## [EXERCISE DIRECTIONS]
Count the lines in the records below that contain the string "region", treating uppercase and lowercase as different. Reply with the number only.

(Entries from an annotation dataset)

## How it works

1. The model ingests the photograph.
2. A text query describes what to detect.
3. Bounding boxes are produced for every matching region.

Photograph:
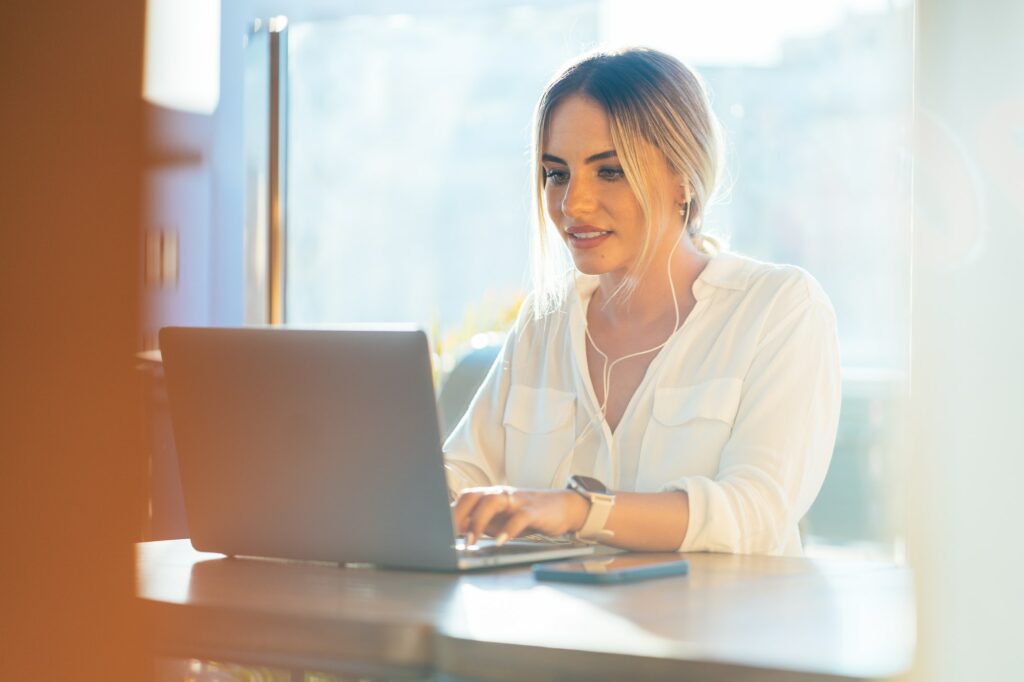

## [FINISHED EXERCISE]
1